─── DATA RECORDS

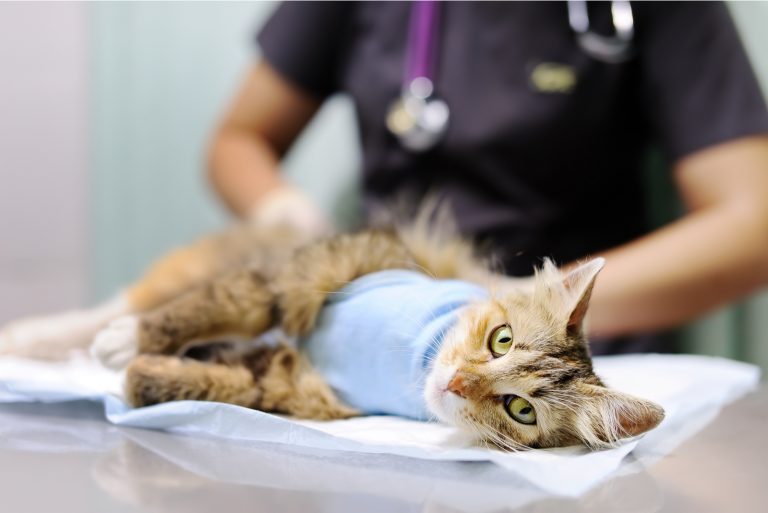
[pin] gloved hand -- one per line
(289, 207)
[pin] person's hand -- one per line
(289, 207)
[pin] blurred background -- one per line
(105, 113)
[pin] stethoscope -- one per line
(419, 118)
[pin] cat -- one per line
(511, 366)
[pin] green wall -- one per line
(163, 72)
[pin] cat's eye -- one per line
(500, 341)
(520, 409)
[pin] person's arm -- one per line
(716, 253)
(260, 125)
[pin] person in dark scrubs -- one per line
(544, 151)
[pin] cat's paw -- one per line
(50, 338)
(117, 344)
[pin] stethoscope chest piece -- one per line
(417, 118)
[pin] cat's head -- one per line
(516, 371)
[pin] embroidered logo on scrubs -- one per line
(553, 77)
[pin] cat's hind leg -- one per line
(239, 303)
(54, 337)
(274, 379)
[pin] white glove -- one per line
(288, 207)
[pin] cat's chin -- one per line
(444, 404)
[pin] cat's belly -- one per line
(374, 339)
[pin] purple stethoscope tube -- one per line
(419, 119)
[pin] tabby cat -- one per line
(511, 365)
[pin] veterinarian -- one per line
(534, 120)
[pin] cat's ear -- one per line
(579, 283)
(607, 416)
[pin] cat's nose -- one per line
(457, 385)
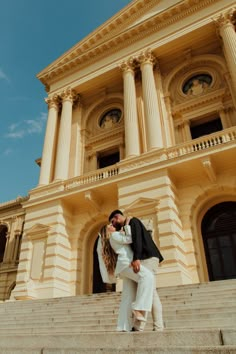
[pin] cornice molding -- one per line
(85, 52)
(13, 203)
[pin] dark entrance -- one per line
(219, 238)
(3, 240)
(199, 129)
(98, 285)
(106, 159)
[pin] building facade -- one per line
(141, 117)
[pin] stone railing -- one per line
(92, 177)
(191, 147)
(202, 143)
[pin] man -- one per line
(145, 252)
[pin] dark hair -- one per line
(108, 254)
(114, 213)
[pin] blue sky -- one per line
(34, 33)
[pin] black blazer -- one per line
(143, 245)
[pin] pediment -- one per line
(37, 231)
(141, 204)
(128, 24)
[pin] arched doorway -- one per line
(219, 238)
(3, 240)
(98, 285)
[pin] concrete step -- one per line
(154, 350)
(119, 340)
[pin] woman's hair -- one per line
(108, 254)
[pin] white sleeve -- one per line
(121, 238)
(106, 277)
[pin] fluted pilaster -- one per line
(132, 145)
(49, 147)
(151, 108)
(226, 27)
(68, 97)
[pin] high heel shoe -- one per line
(139, 316)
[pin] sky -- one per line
(34, 33)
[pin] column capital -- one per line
(225, 19)
(70, 94)
(128, 65)
(53, 101)
(147, 57)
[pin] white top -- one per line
(120, 242)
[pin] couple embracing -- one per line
(126, 249)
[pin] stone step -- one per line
(160, 350)
(118, 340)
(220, 314)
(29, 305)
(108, 326)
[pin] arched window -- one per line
(3, 240)
(219, 238)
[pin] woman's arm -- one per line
(121, 238)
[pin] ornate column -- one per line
(68, 97)
(132, 145)
(151, 108)
(226, 27)
(7, 248)
(46, 170)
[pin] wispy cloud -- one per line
(3, 76)
(26, 127)
(7, 152)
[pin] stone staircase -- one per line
(199, 318)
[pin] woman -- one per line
(137, 291)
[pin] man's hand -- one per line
(136, 265)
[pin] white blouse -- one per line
(120, 242)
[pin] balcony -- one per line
(196, 149)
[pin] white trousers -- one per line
(145, 283)
(131, 298)
(152, 265)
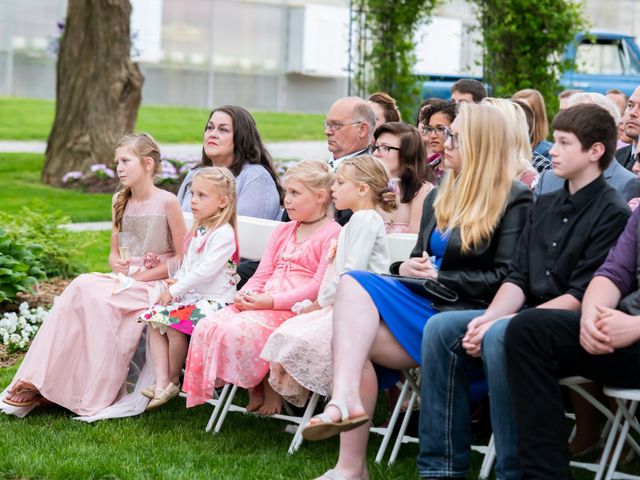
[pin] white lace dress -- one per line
(299, 351)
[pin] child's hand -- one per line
(121, 266)
(164, 298)
(257, 301)
(310, 308)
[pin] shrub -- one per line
(52, 249)
(19, 266)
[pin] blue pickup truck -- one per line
(605, 60)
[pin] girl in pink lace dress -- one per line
(299, 352)
(399, 146)
(80, 357)
(225, 347)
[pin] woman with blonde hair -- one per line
(519, 128)
(469, 232)
(535, 100)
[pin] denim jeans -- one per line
(445, 446)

──────

**WORK ITEM:** Could you return the listing above exactly, minus its pictures?

**RESPONSE TO THE TASK:**
[pin] gloved hand -- one per line
(289, 207)
[pin] person's hand -- one per line
(289, 207)
[pin] blurred background -- one per line
(105, 113)
[pin] stethoscope -- one per line
(419, 118)
[pin] cat -- one per line
(511, 366)
[pin] green wall -- one per line
(163, 72)
[pin] cat's eye -- one per line
(500, 341)
(520, 409)
[pin] person's arm -- one per line
(716, 253)
(260, 125)
[pin] person in dark scrubs -- one per line
(544, 151)
[pin] cat's paw -- one per line
(50, 338)
(117, 344)
[pin] stethoscope chest piece -- one per line
(417, 118)
[pin] cat's head -- one per line
(516, 371)
[pin] embroidered logo on scrubs -- one per line
(553, 77)
[pin] cat's hind leg -- one per line
(239, 303)
(54, 337)
(274, 379)
[pin] white glove -- one per line
(288, 207)
[pin] cat's chin -- one per line
(444, 404)
[pin] cat's belly -- one per line
(374, 339)
[pin] purple stethoscope tube -- one per line
(419, 119)
[pin] tabby cat -- one per line
(511, 365)
[pin] veterinarian -- one per line
(534, 120)
[pin] cat's ear -- one per line
(579, 283)
(607, 416)
[pin] cat's nose -- one per line
(457, 385)
[pin] cornice molding -- one per line
(85, 52)
(13, 203)
[pin] dark entrance -- one per line
(219, 238)
(3, 240)
(199, 129)
(98, 285)
(106, 159)
[pin] building facade -- one per line
(141, 117)
[pin] stone railing -- one per line
(92, 177)
(191, 147)
(202, 143)
[pin] man -- one per line
(145, 252)
[pin] dark hair -- one per line
(108, 254)
(114, 213)
[pin] blue sky -- one per line
(34, 33)
[pin] black blazer -- one per line
(143, 245)
[pin] pediment -- one per line
(37, 231)
(141, 204)
(128, 24)
[pin] arched doorway -- one per line
(219, 238)
(3, 240)
(98, 285)
[pin] concrete step -- one per line
(154, 350)
(119, 340)
[pin] woman's hair -- one per line
(108, 254)
[pin] white sleeve -- one per line
(121, 238)
(106, 277)
[pin] fluted pilaster -- one per line
(132, 145)
(49, 147)
(151, 108)
(226, 27)
(68, 97)
[pin] high heel shoe -- one per line
(139, 316)
[pin] sky -- one per line
(34, 33)
[pin] column capital -- one per line
(225, 19)
(70, 94)
(128, 65)
(53, 101)
(147, 57)
[pin] white top -- one per line
(120, 242)
[pin] couple embracing -- one per line
(126, 249)
[pin] stone step -- one per line
(160, 350)
(118, 340)
(220, 314)
(29, 305)
(108, 326)
[pin] arched window -- one per line
(3, 240)
(219, 238)
[pin] woman's arm -- one per line
(121, 238)
[pin] ornate column -- one per line
(68, 97)
(132, 145)
(151, 108)
(226, 27)
(7, 248)
(46, 170)
[pin] wispy cloud -- one per line
(3, 76)
(26, 127)
(7, 152)
[pin] stone staircase -- one per line
(199, 318)
[pin] woman -- one per line
(137, 291)
[pin] man's hand -- one per line
(136, 265)
[pin] white blouse -- one per line
(120, 242)
[pin] balcony -- one per line
(196, 149)
[pin] white trousers -- one per line
(145, 283)
(131, 298)
(152, 265)
[pin] white lace dress -- one per line
(299, 351)
[pin] child's hand -- one per line
(121, 266)
(164, 298)
(257, 301)
(310, 308)
[pin] shrub -- one per line
(52, 249)
(19, 266)
[pin] blue pickup truck -- one per line
(605, 60)
[pin] girl in pink lace dress -- one per line
(299, 352)
(399, 146)
(80, 357)
(225, 347)
[pin] woman with blonde hair -- one per line
(519, 128)
(469, 232)
(535, 100)
[pin] denim jeans -- one per line
(445, 446)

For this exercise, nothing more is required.